Try it :: When you reach the line in the listing below that contains "Category: the man on inner tube", begin returning lines exactly as written, and stop after the line that contains "pixel 543 195". Return no other lines.

Given records ::
* * * * * * * * *

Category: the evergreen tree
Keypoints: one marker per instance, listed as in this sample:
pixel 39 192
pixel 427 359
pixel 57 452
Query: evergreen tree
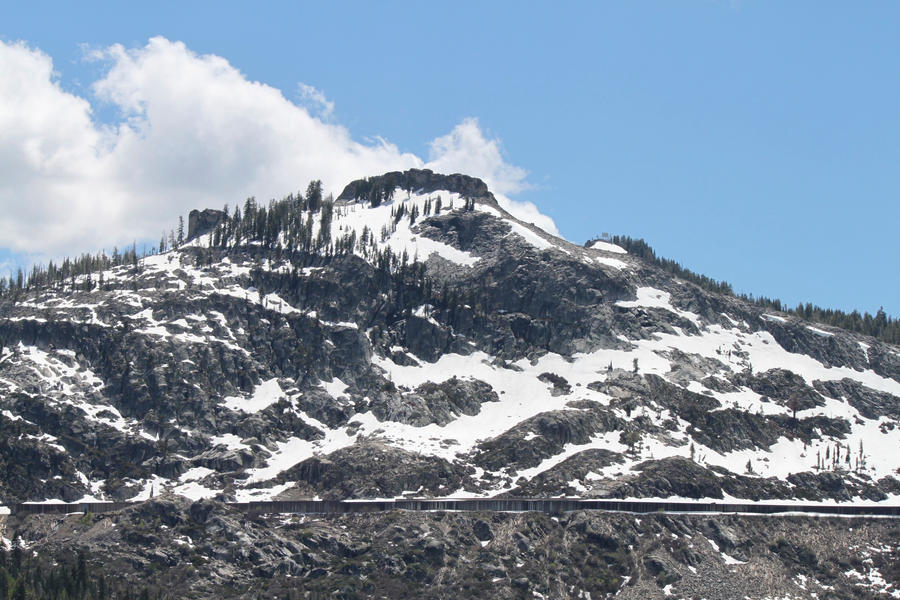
pixel 179 239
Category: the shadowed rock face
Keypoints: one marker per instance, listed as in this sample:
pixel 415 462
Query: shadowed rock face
pixel 419 180
pixel 206 551
pixel 202 222
pixel 504 359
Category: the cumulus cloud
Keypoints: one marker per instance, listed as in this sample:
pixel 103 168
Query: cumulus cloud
pixel 466 150
pixel 194 132
pixel 316 100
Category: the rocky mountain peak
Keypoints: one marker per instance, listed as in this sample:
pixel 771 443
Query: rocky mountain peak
pixel 202 222
pixel 422 181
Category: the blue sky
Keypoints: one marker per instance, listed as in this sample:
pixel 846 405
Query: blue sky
pixel 756 142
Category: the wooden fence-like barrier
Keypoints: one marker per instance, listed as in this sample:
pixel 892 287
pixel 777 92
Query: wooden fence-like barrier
pixel 544 505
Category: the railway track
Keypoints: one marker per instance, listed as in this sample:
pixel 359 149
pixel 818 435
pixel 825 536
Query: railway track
pixel 544 505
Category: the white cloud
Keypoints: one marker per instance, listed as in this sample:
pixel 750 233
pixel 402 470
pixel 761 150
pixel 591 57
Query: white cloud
pixel 316 101
pixel 466 150
pixel 195 132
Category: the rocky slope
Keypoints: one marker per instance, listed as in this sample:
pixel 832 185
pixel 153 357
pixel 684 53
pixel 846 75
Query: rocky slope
pixel 429 343
pixel 173 548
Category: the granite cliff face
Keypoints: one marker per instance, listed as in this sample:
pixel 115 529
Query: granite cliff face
pixel 414 338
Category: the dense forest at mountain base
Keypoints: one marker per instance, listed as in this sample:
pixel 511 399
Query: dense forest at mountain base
pixel 171 548
pixel 402 342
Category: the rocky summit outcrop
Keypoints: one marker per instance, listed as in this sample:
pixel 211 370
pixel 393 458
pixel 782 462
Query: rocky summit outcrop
pixel 422 181
pixel 413 338
pixel 202 222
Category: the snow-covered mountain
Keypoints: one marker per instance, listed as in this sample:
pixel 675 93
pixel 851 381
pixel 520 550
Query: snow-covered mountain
pixel 415 338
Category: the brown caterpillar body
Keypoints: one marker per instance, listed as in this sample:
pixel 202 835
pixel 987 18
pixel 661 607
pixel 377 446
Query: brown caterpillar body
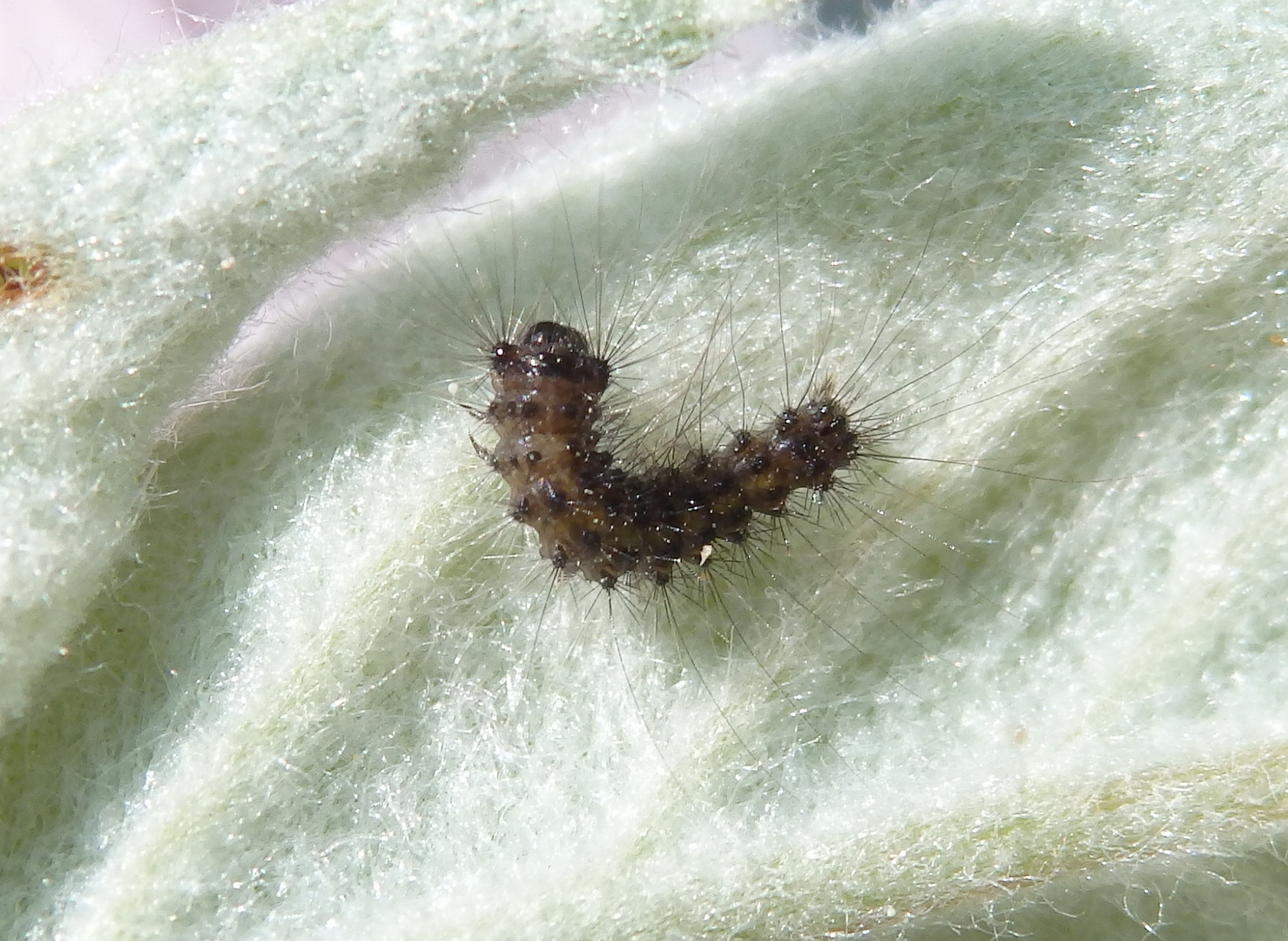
pixel 607 522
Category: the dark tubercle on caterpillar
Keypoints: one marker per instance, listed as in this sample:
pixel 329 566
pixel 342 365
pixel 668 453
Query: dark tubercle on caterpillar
pixel 608 522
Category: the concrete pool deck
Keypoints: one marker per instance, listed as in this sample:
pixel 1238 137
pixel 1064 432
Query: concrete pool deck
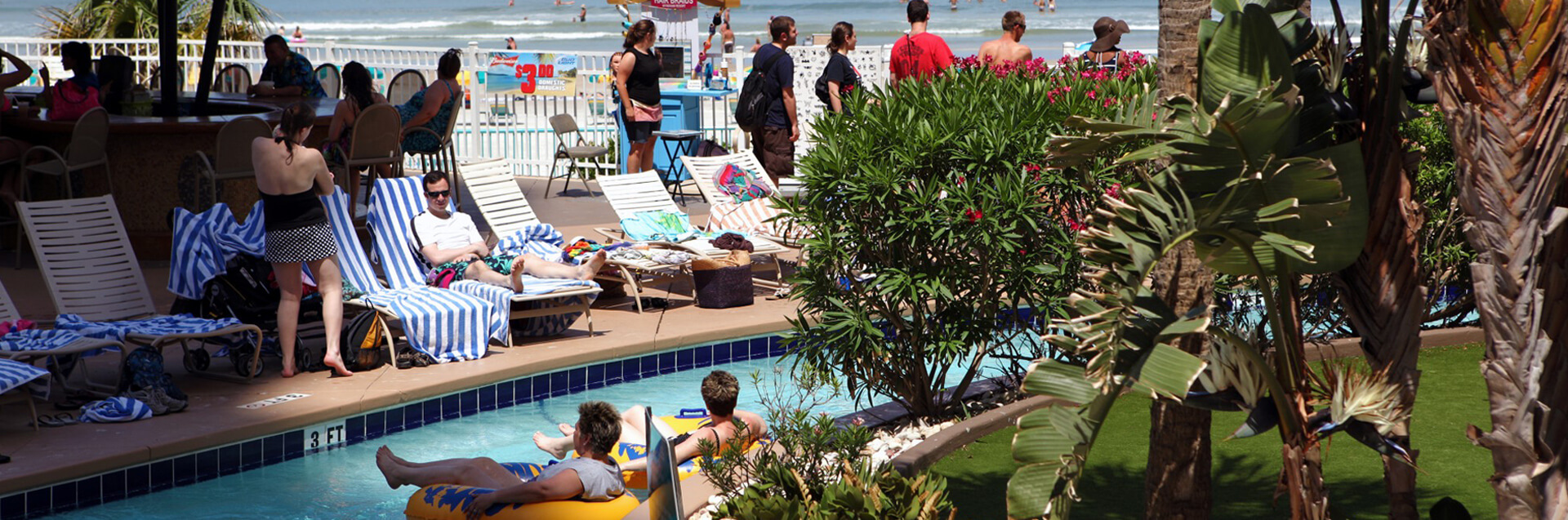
pixel 59 455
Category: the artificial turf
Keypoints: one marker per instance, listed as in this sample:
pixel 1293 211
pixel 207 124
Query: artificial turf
pixel 1450 397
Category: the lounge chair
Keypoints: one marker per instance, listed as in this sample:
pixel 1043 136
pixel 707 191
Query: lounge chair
pixel 724 213
pixel 507 211
pixel 98 288
pixel 550 306
pixel 635 193
pixel 443 323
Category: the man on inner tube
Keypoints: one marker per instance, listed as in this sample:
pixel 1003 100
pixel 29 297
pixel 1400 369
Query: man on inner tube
pixel 593 477
pixel 720 392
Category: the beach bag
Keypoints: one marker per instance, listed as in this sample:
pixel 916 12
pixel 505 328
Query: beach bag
pixel 742 185
pixel 69 100
pixel 361 342
pixel 756 96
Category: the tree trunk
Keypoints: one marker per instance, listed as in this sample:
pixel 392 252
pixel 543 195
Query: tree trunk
pixel 1498 71
pixel 1382 290
pixel 1178 480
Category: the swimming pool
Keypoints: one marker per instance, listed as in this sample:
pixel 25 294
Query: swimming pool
pixel 341 480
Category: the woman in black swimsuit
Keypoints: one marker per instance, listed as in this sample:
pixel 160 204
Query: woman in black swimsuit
pixel 291 179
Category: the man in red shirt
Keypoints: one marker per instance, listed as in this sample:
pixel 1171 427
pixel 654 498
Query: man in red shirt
pixel 920 54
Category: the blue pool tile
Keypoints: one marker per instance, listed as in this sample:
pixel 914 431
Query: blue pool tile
pixel 431 412
pixel 488 398
pixel 160 475
pixel 185 465
pixel 229 460
pixel 252 455
pixel 38 501
pixel 375 424
pixel 294 448
pixel 90 492
pixel 63 497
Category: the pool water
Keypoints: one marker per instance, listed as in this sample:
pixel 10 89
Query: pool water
pixel 344 482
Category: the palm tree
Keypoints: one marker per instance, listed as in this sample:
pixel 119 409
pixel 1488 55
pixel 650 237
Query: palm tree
pixel 1178 481
pixel 1498 73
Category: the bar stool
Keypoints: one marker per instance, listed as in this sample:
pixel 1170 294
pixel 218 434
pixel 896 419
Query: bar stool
pixel 676 176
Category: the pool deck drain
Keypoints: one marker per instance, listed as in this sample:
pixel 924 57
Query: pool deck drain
pixel 218 414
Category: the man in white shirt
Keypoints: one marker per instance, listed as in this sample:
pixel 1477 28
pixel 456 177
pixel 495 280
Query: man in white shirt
pixel 449 240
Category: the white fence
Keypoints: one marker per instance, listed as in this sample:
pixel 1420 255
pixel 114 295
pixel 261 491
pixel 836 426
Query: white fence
pixel 491 124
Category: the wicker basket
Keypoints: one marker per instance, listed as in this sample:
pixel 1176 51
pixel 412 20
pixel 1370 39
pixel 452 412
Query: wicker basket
pixel 724 287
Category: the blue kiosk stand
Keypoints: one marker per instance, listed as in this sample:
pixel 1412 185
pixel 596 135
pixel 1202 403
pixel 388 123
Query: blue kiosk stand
pixel 679 132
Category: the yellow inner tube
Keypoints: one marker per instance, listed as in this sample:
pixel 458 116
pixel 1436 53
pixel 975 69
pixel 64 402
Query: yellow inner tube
pixel 444 501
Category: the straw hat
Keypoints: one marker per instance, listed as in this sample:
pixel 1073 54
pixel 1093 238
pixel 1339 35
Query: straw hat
pixel 1107 33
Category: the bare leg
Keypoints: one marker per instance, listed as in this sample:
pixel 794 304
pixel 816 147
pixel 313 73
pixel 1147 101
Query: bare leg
pixel 287 312
pixel 332 286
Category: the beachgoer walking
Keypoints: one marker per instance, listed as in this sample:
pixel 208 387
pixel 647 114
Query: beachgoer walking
pixel 289 71
pixel 1007 47
pixel 591 477
pixel 637 80
pixel 431 107
pixel 920 54
pixel 1104 52
pixel 840 77
pixel 291 179
pixel 775 143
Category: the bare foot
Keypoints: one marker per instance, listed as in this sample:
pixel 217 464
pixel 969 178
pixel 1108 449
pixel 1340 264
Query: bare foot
pixel 337 366
pixel 388 467
pixel 590 269
pixel 554 447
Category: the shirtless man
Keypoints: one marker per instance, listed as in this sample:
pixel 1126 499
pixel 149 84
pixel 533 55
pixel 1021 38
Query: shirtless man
pixel 720 392
pixel 1007 47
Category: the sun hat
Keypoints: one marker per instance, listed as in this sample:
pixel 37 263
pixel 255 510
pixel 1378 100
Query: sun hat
pixel 1107 32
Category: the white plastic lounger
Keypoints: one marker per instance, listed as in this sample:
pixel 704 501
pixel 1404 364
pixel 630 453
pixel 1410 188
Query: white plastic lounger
pixel 546 308
pixel 635 193
pixel 98 287
pixel 507 211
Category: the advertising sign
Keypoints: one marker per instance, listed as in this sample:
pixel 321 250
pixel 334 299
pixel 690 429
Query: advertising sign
pixel 532 74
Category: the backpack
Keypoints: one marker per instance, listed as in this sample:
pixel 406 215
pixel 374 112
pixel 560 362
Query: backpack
pixel 361 342
pixel 756 96
pixel 741 184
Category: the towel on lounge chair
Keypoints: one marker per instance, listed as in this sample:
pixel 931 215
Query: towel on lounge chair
pixel 146 327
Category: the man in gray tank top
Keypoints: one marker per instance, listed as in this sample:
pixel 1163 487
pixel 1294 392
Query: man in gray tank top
pixel 593 477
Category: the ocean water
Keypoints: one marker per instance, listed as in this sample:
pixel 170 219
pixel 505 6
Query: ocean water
pixel 543 25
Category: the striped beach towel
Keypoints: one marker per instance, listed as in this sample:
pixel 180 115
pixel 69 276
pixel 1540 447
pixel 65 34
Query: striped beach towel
pixel 162 325
pixel 448 325
pixel 206 242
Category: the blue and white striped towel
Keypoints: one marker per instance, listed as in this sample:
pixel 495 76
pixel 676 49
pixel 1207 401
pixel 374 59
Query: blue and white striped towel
pixel 18 373
pixel 206 242
pixel 115 411
pixel 162 325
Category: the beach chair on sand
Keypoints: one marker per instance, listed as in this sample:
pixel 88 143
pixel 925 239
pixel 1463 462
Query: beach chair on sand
pixel 753 216
pixel 507 211
pixel 635 193
pixel 546 306
pixel 443 323
pixel 96 282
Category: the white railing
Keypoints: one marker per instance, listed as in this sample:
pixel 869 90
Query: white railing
pixel 514 127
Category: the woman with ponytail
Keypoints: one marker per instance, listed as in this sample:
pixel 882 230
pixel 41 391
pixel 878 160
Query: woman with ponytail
pixel 291 179
pixel 840 77
pixel 637 80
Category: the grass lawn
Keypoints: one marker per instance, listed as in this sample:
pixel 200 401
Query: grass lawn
pixel 1450 397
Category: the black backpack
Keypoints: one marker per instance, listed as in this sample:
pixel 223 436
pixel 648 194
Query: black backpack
pixel 756 96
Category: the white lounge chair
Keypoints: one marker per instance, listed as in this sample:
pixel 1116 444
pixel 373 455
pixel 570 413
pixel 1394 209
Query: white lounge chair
pixel 549 306
pixel 507 211
pixel 98 287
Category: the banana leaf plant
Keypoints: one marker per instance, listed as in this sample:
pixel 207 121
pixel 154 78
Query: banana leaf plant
pixel 1244 174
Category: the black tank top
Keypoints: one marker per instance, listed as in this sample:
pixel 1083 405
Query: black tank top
pixel 644 83
pixel 292 211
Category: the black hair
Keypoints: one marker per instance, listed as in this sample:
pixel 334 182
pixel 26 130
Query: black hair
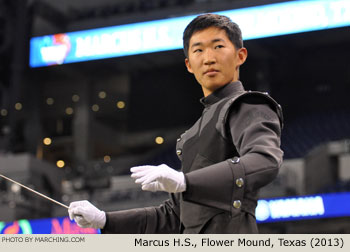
pixel 204 21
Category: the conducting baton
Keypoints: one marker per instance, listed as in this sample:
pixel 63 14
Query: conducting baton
pixel 30 189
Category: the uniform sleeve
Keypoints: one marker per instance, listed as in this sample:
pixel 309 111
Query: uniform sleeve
pixel 255 130
pixel 149 220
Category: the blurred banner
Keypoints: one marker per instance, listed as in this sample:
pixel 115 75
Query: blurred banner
pixel 330 205
pixel 161 35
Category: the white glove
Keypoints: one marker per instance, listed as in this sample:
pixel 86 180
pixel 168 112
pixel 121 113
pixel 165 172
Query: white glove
pixel 86 215
pixel 159 178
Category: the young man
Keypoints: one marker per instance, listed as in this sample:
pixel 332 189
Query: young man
pixel 227 155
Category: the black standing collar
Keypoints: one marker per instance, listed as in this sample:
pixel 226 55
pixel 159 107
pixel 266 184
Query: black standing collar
pixel 222 92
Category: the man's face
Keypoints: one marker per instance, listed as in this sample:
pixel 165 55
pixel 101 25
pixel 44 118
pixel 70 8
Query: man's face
pixel 213 59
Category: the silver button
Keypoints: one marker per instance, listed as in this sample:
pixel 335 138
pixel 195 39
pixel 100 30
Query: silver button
pixel 237 204
pixel 235 160
pixel 239 182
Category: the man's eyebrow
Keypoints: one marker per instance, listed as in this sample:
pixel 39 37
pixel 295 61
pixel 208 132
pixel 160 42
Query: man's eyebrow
pixel 213 41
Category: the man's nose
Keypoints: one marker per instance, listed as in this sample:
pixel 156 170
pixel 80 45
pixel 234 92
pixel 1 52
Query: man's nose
pixel 209 57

* * * * * * * * *

Result for this exercise ::
Category: the man on inner tube
Keypoints: one marker per instance, listed as in this sample:
pixel 1003 100
pixel 29 297
pixel 1400 369
Query: man on inner tube
pixel 593 477
pixel 720 392
Category: the beach bag
Keypoints: one marker per instance, listed as in this sample:
pixel 916 12
pixel 505 328
Query: beach bag
pixel 742 185
pixel 69 100
pixel 361 342
pixel 756 96
Category: the tree trunk
Keypoints: one marker per instance, listed as in this sample:
pixel 392 252
pixel 543 195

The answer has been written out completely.